(Records of labeled points)
══════════

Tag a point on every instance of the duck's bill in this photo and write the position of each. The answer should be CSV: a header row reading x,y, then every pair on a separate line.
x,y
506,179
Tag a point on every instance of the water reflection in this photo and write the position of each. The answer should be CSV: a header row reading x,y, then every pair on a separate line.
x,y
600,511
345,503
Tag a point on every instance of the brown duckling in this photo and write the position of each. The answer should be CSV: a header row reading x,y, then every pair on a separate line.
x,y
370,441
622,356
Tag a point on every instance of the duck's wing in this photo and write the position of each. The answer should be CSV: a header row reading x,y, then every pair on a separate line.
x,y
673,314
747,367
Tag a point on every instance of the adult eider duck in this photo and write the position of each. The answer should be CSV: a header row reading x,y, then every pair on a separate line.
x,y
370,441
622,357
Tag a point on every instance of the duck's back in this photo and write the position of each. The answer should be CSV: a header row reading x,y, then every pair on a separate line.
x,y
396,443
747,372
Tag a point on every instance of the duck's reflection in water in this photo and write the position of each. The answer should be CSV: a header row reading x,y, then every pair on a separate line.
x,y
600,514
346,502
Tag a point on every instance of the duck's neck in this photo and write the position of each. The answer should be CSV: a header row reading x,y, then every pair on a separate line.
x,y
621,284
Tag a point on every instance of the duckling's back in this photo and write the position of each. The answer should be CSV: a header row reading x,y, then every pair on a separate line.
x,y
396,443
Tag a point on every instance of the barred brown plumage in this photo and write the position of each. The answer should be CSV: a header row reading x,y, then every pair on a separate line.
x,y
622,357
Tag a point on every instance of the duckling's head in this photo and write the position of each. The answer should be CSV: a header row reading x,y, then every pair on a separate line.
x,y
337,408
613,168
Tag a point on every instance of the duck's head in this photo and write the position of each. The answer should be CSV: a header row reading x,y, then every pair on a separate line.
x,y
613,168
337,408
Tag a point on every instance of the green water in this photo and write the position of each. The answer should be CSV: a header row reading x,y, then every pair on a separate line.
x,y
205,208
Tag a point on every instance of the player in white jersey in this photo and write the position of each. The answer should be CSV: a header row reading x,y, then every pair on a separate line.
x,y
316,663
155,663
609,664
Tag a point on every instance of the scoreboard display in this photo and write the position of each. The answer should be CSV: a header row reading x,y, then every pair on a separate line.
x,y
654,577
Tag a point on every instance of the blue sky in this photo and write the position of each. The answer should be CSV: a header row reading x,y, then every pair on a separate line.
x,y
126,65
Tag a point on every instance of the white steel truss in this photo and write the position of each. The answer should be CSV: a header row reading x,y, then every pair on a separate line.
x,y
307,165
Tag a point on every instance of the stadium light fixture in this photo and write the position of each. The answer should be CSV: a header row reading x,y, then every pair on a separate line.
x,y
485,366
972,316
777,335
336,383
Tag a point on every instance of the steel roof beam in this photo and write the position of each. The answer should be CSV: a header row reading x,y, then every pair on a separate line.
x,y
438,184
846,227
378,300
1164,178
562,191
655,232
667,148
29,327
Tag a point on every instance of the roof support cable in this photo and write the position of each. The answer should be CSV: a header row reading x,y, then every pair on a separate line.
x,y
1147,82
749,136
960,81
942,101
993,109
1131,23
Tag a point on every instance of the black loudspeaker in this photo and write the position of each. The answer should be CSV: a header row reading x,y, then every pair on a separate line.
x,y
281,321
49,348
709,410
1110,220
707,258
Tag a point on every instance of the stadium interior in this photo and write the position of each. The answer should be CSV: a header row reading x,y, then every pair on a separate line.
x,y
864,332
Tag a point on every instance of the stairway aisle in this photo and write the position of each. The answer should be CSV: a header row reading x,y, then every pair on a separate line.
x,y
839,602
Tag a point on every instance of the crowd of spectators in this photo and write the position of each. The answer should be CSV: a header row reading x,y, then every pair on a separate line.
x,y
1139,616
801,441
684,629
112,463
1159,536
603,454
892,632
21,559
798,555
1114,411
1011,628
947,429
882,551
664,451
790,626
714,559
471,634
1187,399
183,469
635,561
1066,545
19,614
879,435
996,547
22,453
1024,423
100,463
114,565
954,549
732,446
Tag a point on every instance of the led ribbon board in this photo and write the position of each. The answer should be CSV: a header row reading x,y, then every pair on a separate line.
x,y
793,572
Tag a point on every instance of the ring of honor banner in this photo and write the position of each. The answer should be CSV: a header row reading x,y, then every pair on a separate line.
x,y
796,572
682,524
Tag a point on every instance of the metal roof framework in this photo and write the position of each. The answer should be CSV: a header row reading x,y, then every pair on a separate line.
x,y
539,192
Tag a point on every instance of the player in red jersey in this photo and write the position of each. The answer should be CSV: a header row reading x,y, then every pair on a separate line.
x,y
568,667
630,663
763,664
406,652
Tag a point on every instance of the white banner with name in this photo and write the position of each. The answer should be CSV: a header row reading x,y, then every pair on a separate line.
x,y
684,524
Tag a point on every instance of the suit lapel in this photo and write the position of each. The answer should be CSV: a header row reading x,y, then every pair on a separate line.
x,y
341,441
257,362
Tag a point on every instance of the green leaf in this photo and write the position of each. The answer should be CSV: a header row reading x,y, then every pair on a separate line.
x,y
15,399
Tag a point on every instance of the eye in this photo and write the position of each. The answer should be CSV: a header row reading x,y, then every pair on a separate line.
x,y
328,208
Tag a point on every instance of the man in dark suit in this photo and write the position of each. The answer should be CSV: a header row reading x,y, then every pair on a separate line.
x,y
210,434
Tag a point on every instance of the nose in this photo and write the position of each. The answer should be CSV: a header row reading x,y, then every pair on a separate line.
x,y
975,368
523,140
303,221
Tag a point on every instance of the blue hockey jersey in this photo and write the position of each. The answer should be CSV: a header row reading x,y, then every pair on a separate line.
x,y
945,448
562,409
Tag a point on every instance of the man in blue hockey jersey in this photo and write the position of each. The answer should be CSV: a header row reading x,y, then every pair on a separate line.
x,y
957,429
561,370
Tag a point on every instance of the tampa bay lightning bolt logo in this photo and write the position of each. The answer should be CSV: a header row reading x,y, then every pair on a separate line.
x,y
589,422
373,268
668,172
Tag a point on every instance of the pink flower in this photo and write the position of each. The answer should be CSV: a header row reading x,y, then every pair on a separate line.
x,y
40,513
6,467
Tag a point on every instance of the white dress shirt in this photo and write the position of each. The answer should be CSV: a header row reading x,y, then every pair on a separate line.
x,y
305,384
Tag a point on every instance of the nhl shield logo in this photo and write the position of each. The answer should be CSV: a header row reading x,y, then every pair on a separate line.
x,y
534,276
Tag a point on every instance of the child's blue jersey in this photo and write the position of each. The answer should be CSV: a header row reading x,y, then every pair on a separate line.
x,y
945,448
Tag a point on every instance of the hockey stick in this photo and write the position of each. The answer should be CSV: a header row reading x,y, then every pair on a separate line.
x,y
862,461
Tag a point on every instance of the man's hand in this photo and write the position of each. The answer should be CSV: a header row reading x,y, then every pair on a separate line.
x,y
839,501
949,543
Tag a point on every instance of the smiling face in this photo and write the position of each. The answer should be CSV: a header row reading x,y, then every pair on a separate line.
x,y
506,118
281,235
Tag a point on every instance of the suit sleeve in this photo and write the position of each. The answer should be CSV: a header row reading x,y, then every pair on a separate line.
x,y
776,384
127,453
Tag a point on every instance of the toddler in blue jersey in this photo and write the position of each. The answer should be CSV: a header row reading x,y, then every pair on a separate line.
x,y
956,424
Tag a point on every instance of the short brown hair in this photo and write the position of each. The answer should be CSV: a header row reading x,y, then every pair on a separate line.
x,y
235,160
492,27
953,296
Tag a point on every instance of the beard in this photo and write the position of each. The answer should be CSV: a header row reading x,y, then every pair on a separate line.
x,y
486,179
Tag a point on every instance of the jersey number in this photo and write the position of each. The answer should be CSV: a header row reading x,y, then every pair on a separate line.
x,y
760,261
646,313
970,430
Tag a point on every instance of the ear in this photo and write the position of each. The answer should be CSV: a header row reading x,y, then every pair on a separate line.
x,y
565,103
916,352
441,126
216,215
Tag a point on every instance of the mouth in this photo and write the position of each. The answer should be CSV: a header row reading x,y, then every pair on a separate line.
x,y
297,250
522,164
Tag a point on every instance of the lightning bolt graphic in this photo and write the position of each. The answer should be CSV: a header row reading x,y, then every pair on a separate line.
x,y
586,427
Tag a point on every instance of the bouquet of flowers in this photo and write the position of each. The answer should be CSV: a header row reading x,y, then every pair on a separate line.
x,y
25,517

══════════

AIM OF THE EXERCISE: Quote the rows above from the line containing "Tag a point on every instance of the ear" through the end of the records, both ends included.

FINISHED EXERCISE:
Tag a point on every instance of the ear in this photo and write the position of each. The answer should be CSV: a header row reading x,y, then every pair on a separate line.
x,y
565,103
916,352
441,126
216,215
Tag a point on every instance of the mouth in this photo and write the position of each. The answer should be CSV: a header row reading x,y, then every pair on a separate line.
x,y
297,250
522,164
Tag a point on every instance of the lightning bolt graphic in this photo and write the position of each. The answer should be CSV: a header row reading x,y, then every pair on a separate line.
x,y
586,427
Tag a point on every instance of the bouquet of flowers in this photo and write the position of each. The answer should be CSV: a header row reading x,y, then every pair on a separate line.
x,y
25,517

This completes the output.